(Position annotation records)
----

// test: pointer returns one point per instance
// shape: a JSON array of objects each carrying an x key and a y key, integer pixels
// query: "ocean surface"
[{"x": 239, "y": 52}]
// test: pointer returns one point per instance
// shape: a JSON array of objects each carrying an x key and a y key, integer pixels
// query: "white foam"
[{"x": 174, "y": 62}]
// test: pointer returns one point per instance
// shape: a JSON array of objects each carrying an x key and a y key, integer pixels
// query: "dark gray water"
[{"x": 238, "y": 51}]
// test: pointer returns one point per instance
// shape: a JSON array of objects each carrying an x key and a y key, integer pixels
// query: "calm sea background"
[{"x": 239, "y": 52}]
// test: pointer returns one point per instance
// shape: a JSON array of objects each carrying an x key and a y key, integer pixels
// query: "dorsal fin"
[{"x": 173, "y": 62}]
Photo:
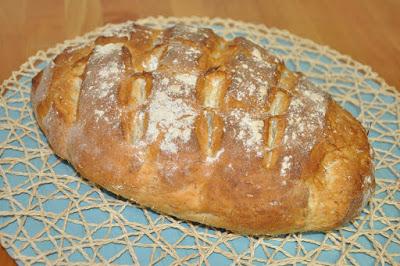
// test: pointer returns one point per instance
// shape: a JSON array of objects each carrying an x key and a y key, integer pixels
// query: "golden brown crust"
[{"x": 214, "y": 131}]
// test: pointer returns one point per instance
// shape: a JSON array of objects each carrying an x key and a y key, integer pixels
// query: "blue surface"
[{"x": 96, "y": 216}]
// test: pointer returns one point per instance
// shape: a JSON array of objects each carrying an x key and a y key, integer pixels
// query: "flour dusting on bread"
[{"x": 206, "y": 129}]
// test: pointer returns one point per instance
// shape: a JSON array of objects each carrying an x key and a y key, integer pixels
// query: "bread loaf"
[{"x": 205, "y": 129}]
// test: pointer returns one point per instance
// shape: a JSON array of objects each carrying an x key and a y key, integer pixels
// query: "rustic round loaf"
[{"x": 209, "y": 130}]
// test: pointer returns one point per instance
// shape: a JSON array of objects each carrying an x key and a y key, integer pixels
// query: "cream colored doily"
[{"x": 49, "y": 215}]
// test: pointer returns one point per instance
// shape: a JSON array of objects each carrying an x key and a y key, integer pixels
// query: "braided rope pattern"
[{"x": 50, "y": 215}]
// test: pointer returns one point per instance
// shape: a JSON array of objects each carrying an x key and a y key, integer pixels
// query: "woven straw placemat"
[{"x": 50, "y": 215}]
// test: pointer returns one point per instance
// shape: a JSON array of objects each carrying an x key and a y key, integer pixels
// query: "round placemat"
[{"x": 50, "y": 215}]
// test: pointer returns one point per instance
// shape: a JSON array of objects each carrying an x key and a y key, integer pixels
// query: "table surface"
[{"x": 368, "y": 31}]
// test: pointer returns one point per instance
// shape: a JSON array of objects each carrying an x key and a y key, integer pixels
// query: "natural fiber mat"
[{"x": 50, "y": 215}]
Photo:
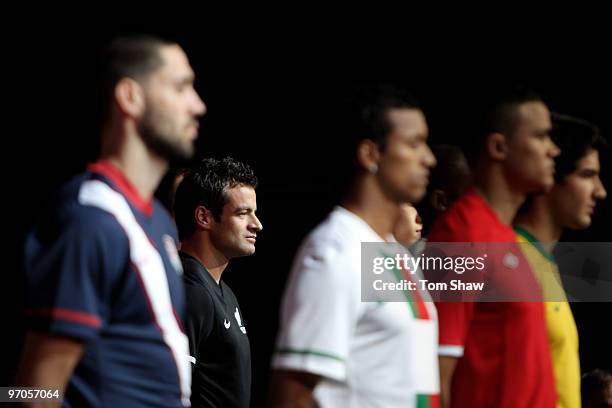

----

▸ WHAT IS EXPECTED:
Count the lines of the records that contain the string "loaf", matching case exactly. Reply with the number alone.

▸ WRITTEN RESPONSE:
2